◆ **TASK REQUIREMENTS**: Only the lines with the string "dark" are needed; return each of them from the entries below.

*** Block opens ***

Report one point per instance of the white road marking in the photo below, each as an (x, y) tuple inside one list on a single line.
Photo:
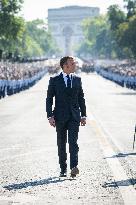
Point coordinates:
[(122, 180)]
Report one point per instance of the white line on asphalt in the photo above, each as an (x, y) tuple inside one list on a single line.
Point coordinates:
[(24, 154), (126, 188), (17, 198)]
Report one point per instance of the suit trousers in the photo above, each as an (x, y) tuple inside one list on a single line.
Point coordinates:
[(67, 129)]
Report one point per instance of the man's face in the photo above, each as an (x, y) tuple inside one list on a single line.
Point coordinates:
[(71, 65)]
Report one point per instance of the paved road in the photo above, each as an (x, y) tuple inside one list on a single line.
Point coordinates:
[(28, 154)]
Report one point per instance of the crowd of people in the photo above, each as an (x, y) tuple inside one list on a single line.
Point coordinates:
[(15, 77), (18, 76), (122, 73)]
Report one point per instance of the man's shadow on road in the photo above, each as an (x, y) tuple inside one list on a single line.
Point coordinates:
[(122, 155), (50, 180)]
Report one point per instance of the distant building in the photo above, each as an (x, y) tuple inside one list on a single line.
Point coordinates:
[(65, 26)]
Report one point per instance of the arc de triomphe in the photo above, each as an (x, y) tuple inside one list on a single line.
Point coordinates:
[(65, 26)]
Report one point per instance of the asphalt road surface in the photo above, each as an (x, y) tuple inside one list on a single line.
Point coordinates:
[(29, 170)]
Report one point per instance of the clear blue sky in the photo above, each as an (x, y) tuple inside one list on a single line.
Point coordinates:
[(33, 9)]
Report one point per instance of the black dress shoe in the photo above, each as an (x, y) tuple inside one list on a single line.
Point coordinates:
[(63, 173), (74, 172)]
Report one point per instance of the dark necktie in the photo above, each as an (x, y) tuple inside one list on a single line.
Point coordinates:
[(68, 82)]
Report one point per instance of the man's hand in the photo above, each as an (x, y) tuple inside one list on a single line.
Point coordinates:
[(52, 121), (83, 121)]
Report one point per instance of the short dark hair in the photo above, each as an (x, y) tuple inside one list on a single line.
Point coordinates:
[(63, 60)]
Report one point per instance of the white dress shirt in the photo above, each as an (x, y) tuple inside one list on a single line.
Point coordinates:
[(65, 78)]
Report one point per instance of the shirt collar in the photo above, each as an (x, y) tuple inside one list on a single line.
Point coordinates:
[(65, 74)]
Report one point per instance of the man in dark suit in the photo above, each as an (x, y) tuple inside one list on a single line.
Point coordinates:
[(69, 112)]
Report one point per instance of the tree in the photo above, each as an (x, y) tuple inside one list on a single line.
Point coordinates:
[(131, 7), (115, 16), (11, 26)]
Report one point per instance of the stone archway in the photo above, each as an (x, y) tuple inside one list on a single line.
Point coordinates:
[(67, 33)]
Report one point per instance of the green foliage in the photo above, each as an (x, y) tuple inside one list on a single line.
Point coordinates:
[(131, 7), (115, 16)]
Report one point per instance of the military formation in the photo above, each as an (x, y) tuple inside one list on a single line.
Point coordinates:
[(15, 77), (18, 76), (123, 73)]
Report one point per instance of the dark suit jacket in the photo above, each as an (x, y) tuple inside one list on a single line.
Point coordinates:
[(68, 101)]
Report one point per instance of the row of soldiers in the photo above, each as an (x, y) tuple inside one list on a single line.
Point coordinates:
[(15, 77), (123, 73)]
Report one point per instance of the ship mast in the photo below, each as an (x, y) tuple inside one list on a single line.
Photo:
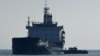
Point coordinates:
[(47, 15), (28, 21)]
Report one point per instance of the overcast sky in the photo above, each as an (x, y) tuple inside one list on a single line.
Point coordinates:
[(80, 18)]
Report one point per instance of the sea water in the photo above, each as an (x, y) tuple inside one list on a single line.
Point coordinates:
[(91, 53)]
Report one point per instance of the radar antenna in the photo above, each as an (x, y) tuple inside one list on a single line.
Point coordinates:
[(45, 3), (28, 21)]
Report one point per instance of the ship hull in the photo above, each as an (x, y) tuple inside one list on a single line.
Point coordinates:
[(29, 46)]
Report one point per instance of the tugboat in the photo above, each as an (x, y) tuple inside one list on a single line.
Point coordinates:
[(74, 50), (43, 38)]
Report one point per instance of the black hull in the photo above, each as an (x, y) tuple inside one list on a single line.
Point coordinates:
[(27, 46), (76, 52)]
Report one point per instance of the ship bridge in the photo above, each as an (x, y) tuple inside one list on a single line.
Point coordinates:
[(47, 29)]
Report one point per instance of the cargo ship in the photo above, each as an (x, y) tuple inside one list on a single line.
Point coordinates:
[(43, 38), (74, 50)]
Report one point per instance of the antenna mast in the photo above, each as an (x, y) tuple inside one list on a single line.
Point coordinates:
[(28, 21)]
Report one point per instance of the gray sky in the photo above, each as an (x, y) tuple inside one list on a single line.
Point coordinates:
[(80, 18)]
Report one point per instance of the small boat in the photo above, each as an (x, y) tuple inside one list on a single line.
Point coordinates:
[(74, 50)]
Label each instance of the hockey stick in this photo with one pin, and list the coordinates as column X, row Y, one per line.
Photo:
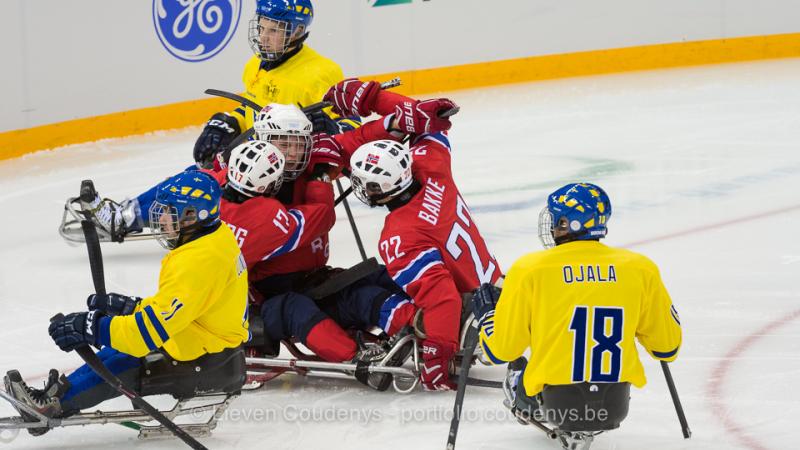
column 357, row 235
column 91, row 359
column 470, row 342
column 687, row 433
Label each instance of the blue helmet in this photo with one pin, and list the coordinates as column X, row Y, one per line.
column 186, row 205
column 580, row 209
column 286, row 27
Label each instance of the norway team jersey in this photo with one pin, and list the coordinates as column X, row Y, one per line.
column 302, row 79
column 432, row 247
column 200, row 306
column 579, row 307
column 279, row 239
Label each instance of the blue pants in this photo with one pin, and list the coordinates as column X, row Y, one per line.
column 292, row 314
column 87, row 389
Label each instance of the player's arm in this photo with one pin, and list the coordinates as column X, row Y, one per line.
column 505, row 332
column 181, row 298
column 659, row 329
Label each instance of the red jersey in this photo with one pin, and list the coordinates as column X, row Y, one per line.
column 277, row 238
column 431, row 246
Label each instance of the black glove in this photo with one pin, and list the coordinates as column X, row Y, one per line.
column 112, row 304
column 76, row 329
column 219, row 131
column 484, row 301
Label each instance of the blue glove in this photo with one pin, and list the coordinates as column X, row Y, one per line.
column 112, row 304
column 484, row 301
column 219, row 131
column 76, row 329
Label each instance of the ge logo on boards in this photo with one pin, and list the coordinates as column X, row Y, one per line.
column 195, row 30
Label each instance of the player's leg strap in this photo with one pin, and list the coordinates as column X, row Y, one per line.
column 222, row 372
column 586, row 406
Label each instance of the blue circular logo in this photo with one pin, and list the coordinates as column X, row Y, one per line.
column 196, row 30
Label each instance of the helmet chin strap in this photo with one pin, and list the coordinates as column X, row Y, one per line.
column 295, row 46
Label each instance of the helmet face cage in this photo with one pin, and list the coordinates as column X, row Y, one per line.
column 296, row 149
column 269, row 38
column 546, row 228
column 166, row 224
column 255, row 169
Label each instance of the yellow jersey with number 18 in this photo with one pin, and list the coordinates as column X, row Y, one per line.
column 580, row 307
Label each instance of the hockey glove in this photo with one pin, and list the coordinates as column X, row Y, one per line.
column 326, row 156
column 76, row 329
column 435, row 371
column 113, row 304
column 422, row 116
column 219, row 131
column 321, row 122
column 353, row 97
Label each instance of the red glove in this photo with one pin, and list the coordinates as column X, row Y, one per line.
column 422, row 116
column 435, row 373
column 353, row 97
column 326, row 153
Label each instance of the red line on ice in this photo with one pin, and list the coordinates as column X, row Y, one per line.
column 714, row 226
column 721, row 370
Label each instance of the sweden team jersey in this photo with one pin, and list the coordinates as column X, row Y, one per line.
column 302, row 79
column 200, row 306
column 579, row 306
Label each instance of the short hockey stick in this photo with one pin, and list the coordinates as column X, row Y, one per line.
column 687, row 433
column 470, row 342
column 91, row 359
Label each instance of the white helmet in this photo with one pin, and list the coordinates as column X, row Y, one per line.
column 256, row 168
column 380, row 170
column 287, row 128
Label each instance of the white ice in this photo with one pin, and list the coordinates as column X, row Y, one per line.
column 703, row 169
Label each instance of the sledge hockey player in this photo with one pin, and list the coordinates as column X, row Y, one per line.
column 185, row 340
column 579, row 306
column 283, row 70
column 430, row 243
column 286, row 243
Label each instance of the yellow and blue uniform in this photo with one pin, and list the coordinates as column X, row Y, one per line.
column 200, row 306
column 578, row 307
column 303, row 79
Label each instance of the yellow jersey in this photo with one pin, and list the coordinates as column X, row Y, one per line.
column 302, row 79
column 578, row 306
column 200, row 306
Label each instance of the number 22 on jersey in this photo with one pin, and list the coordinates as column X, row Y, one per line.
column 605, row 354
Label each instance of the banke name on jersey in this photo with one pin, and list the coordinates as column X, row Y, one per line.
column 432, row 202
column 589, row 274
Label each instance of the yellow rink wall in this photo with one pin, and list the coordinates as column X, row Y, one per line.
column 178, row 115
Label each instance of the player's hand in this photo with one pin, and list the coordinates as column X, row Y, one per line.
column 435, row 371
column 219, row 131
column 423, row 116
column 113, row 304
column 353, row 97
column 76, row 329
column 321, row 122
column 484, row 302
column 326, row 156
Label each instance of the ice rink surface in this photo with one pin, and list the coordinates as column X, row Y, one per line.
column 703, row 169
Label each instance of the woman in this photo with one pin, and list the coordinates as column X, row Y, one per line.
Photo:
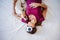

*** Block closes ***

◆ **ANSWER TO THE EXERCISE**:
Report one point per instance of the dark necktie in the photo above, each as an (x, y) tuple inside one list on a single line.
Report one point per instance of the short dark hair in the photo above, each as an (x, y) tuple inside one list on a single line.
Report one point per instance of the man in dark suit in the photo above, each as an (x, y) tuple inside one list on a single line.
Report one point per instance of the dark suit jacket in the photo above, each as an (x, y) tuple inside one list on a single line.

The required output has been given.